Segment Start: Records supplied

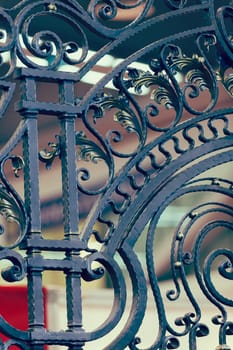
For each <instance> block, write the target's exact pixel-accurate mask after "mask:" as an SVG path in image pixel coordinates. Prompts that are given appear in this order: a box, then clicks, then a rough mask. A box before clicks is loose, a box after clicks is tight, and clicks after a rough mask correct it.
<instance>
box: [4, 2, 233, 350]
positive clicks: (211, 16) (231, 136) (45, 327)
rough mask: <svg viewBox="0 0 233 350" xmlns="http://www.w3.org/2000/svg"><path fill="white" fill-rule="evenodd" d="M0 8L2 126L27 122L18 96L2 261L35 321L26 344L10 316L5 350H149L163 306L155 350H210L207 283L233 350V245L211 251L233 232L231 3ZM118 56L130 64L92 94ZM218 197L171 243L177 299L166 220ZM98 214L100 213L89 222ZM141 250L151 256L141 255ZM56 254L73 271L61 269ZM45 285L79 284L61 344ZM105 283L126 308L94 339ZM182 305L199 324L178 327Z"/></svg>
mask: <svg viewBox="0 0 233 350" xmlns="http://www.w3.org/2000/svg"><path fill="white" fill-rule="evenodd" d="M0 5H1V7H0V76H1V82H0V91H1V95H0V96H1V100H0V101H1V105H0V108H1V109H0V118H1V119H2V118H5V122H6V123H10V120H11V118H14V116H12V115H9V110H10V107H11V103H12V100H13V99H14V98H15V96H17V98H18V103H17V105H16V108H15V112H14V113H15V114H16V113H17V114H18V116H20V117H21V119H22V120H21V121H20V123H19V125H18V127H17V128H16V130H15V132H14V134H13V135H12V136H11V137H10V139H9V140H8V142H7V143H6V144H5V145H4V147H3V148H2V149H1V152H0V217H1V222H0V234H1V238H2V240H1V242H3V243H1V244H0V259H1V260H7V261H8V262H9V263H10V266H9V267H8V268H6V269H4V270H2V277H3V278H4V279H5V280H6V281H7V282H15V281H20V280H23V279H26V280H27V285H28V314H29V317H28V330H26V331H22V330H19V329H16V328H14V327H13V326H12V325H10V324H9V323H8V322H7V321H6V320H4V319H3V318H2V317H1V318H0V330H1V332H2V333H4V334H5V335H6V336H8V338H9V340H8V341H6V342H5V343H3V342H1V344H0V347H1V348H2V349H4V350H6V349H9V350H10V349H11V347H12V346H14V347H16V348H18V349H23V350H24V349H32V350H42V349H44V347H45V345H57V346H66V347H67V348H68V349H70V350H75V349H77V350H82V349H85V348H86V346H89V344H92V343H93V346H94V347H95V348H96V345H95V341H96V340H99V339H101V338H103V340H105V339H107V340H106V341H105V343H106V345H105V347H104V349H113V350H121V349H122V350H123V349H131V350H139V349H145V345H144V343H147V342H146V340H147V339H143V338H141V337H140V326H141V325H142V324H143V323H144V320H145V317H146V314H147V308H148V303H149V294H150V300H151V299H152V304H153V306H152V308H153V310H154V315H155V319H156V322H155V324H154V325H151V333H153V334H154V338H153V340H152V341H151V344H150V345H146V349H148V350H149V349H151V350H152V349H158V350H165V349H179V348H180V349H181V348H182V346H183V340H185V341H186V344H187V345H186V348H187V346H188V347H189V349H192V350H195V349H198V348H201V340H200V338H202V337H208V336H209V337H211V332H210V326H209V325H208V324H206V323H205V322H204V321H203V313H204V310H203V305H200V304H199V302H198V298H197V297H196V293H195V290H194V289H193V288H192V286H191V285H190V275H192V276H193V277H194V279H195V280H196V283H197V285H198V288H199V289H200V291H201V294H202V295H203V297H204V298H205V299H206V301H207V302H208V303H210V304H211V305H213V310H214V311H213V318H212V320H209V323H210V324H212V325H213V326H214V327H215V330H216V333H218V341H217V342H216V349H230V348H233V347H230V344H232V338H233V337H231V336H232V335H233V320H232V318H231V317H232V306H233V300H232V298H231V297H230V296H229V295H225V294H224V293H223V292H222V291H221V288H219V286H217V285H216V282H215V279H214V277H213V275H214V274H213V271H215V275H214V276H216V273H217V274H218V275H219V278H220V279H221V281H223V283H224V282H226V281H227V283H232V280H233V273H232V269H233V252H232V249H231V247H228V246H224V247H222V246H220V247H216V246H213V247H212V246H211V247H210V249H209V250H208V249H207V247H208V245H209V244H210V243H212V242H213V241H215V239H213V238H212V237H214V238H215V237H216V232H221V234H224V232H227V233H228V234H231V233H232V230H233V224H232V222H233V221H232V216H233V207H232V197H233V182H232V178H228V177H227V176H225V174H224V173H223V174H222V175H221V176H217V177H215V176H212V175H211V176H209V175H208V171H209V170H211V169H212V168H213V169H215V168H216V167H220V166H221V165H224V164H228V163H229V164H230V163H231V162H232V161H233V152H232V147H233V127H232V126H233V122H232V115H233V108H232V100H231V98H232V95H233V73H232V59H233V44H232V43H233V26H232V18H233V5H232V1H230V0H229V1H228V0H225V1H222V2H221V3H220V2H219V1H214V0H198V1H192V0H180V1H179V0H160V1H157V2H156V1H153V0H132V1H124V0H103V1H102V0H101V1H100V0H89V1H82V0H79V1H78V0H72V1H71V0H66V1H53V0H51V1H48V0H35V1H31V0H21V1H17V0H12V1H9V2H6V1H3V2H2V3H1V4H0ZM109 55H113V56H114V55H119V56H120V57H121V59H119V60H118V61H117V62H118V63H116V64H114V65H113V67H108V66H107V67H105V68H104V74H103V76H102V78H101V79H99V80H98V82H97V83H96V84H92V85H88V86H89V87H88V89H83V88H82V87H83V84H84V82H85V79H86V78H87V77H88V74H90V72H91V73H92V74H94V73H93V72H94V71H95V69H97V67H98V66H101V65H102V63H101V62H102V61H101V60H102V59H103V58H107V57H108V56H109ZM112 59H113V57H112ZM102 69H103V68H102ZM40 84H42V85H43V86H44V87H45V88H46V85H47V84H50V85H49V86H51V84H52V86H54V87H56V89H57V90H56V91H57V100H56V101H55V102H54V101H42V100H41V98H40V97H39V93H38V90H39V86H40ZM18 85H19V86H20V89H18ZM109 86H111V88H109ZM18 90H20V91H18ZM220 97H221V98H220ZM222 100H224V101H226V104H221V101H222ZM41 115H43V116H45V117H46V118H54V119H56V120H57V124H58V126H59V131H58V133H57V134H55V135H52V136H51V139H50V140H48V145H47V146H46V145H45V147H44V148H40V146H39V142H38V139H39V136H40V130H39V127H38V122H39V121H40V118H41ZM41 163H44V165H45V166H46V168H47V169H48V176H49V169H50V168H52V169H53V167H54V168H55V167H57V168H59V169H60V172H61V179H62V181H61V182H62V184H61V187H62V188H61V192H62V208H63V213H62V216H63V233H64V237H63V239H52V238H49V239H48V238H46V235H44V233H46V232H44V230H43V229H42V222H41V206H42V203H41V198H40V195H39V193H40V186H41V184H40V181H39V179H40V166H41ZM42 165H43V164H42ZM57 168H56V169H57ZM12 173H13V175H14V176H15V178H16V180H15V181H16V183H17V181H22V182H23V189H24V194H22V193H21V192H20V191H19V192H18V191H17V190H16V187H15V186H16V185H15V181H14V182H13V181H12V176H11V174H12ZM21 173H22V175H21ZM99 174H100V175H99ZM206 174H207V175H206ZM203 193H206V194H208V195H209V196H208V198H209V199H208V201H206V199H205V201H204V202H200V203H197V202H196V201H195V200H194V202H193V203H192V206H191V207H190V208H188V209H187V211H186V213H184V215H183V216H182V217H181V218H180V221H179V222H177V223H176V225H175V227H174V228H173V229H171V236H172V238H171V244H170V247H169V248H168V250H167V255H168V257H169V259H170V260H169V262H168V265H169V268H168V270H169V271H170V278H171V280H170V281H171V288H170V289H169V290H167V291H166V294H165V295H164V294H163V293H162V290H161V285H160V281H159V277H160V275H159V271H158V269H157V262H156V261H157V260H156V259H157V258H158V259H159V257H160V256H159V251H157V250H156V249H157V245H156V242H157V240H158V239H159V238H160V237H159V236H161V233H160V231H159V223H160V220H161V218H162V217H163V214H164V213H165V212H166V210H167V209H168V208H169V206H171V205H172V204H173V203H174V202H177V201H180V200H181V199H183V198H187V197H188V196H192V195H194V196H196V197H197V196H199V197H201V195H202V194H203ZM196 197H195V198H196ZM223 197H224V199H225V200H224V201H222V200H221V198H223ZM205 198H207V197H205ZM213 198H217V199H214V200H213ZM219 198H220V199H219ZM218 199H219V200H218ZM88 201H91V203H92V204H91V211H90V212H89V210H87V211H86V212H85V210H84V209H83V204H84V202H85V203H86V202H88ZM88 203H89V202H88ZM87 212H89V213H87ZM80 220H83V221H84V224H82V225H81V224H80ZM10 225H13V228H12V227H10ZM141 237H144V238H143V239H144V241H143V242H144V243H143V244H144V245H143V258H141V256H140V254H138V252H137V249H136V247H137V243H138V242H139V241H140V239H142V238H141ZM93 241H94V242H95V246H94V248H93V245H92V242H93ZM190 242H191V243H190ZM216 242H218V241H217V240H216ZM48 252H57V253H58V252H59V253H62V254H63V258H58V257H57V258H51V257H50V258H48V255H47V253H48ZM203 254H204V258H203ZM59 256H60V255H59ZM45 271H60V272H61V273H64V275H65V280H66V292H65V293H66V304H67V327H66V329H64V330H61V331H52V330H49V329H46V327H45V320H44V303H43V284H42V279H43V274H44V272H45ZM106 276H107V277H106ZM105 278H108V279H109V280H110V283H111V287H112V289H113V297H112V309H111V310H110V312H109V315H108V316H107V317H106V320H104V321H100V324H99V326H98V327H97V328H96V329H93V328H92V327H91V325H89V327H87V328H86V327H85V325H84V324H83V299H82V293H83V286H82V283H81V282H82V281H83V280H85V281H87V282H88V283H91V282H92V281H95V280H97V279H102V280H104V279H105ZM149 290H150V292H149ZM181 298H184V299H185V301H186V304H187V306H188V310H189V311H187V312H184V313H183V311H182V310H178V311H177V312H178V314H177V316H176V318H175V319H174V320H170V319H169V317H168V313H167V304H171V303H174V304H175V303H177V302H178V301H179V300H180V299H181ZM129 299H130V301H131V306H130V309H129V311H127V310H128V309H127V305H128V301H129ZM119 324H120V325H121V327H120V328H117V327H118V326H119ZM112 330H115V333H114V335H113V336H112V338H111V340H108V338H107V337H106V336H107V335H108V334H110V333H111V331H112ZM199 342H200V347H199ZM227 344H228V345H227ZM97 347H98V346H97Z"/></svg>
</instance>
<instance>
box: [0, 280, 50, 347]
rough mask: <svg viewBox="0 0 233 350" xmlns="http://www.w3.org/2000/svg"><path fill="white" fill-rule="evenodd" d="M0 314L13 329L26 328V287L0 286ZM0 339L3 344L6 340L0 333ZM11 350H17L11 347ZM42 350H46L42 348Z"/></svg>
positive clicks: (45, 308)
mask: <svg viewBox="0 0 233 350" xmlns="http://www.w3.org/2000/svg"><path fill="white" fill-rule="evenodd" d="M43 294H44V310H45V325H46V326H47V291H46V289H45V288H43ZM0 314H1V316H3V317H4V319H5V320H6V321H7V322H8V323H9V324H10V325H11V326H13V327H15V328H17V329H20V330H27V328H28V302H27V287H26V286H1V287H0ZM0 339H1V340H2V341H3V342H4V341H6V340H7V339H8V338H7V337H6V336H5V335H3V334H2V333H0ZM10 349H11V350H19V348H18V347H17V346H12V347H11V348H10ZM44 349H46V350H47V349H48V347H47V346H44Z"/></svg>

Segment End: Records supplied
Segment Start: Records supplied

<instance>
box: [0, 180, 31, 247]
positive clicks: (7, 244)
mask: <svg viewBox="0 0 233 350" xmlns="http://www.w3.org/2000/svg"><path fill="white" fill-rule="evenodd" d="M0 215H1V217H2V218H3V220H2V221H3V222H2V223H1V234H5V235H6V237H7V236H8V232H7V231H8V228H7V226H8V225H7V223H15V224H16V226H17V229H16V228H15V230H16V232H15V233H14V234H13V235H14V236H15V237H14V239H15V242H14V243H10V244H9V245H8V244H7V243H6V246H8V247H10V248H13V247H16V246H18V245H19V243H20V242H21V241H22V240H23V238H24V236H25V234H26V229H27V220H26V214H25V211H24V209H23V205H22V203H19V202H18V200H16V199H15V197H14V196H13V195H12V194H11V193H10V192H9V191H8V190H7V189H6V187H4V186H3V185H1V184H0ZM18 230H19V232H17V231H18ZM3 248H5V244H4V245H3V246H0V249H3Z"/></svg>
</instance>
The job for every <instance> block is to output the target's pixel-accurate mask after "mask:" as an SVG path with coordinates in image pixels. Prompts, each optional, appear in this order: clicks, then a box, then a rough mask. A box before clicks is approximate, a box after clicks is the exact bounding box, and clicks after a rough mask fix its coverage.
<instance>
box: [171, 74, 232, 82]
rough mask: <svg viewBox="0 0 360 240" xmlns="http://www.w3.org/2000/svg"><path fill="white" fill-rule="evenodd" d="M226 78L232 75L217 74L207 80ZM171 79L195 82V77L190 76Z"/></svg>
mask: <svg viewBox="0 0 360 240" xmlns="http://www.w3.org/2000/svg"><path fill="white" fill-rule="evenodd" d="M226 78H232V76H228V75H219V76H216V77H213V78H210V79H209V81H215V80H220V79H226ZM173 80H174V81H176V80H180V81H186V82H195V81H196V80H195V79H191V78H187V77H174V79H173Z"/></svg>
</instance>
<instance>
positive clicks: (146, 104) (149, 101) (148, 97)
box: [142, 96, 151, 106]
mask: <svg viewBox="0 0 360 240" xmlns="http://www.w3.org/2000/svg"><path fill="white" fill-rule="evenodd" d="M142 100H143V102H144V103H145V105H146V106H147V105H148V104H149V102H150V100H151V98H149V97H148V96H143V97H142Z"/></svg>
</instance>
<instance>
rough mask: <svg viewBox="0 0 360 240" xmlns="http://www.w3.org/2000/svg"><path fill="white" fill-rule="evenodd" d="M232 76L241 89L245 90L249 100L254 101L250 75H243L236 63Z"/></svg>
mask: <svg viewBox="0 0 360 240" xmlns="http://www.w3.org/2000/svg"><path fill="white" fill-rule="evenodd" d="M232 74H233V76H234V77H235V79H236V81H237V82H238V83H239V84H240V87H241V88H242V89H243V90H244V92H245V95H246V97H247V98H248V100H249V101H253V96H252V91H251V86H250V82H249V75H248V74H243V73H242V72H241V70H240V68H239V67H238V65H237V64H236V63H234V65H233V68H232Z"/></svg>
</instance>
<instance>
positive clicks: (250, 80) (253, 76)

Segment End: Records supplied
Segment Start: Records supplied

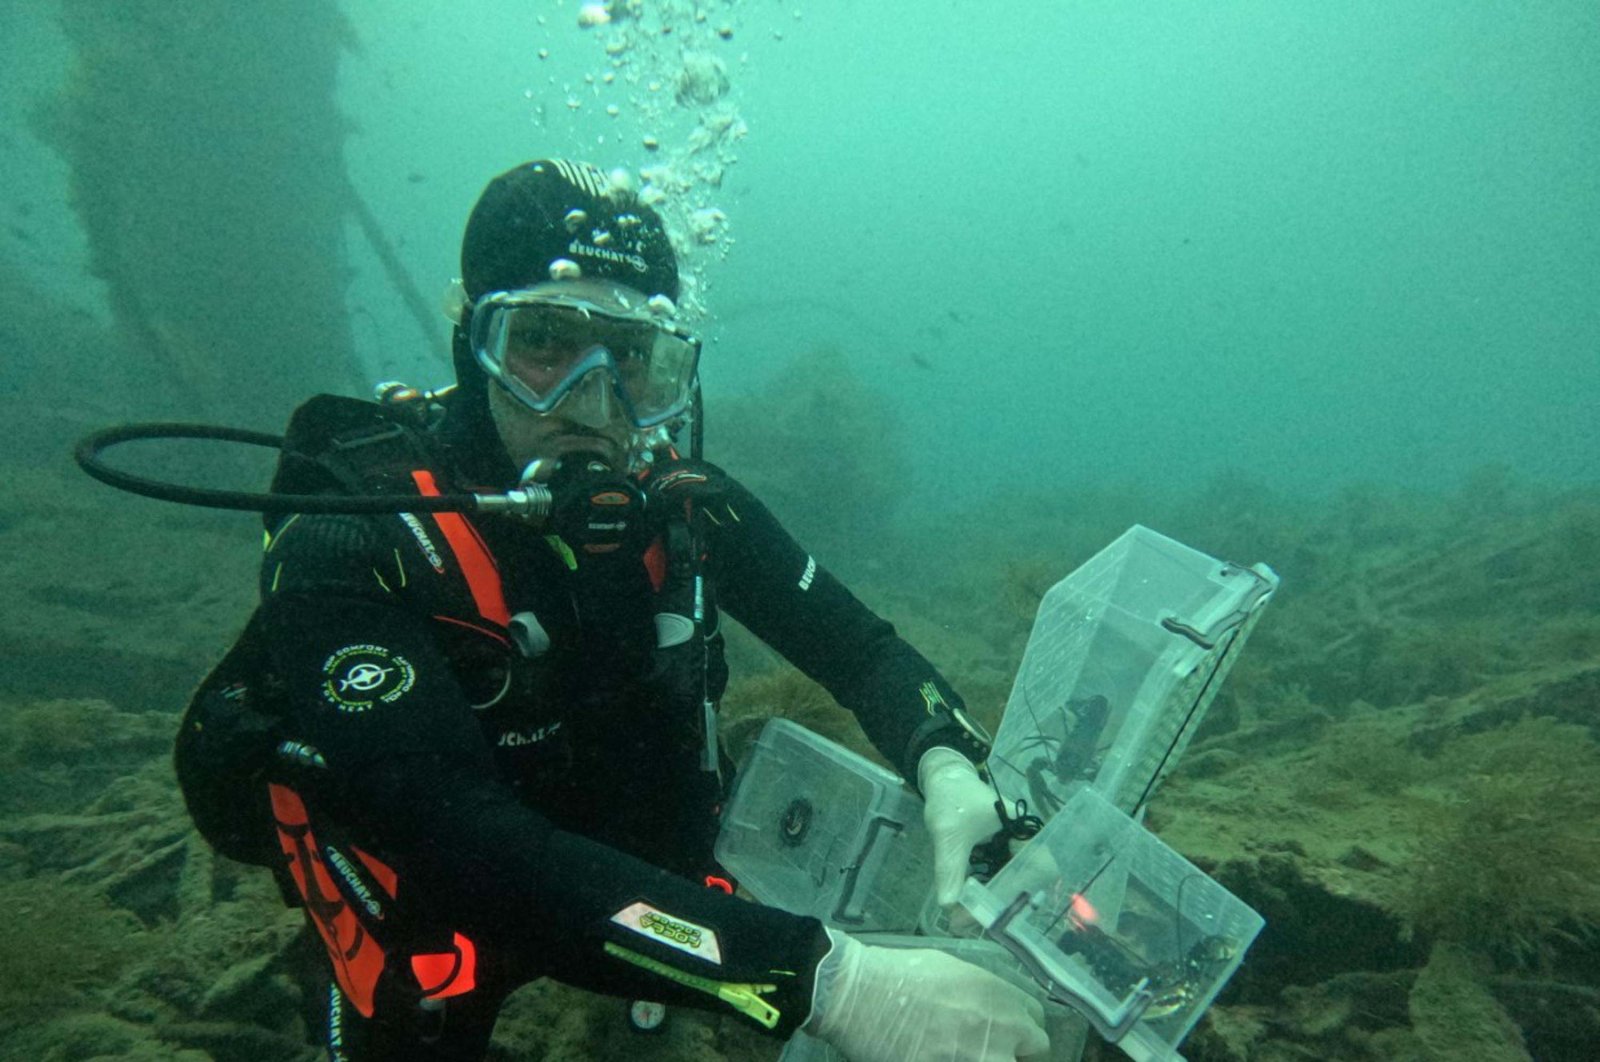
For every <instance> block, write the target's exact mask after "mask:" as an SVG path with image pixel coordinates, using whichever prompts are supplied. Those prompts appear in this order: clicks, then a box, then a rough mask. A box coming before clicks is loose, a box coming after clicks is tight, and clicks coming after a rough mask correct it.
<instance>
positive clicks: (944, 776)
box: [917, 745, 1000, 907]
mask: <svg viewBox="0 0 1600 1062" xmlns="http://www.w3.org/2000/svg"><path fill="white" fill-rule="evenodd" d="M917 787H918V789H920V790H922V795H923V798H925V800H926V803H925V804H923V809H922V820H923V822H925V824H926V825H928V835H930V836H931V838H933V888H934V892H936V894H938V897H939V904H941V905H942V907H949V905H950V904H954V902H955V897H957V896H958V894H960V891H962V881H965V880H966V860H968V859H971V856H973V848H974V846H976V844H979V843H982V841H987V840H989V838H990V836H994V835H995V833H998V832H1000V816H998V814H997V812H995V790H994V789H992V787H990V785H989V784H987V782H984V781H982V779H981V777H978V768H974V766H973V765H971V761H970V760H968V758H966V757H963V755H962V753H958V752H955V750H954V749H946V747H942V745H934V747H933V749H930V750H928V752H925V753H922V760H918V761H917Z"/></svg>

Segment End: Records supplied

→ What to do: In the data above, find the line that contains "For each <instance>" and the line that contains "positive clicks: (211, 16)". Repeat exactly those lines and every line between them, and only those.

→ Solved problem:
For each <instance> block, write the target's exact pixel-accurate mask after "mask:" as an SVG path in image pixel coordinates. Prompts that are given appear in this order: a box, then clicks, then a rough mask. A box before clicks is loose, a box after clicks is tight, and clicks after a rough mask correct it.
<instance>
box: [4, 2, 233, 350]
positive clicks: (211, 16) (231, 136) (45, 327)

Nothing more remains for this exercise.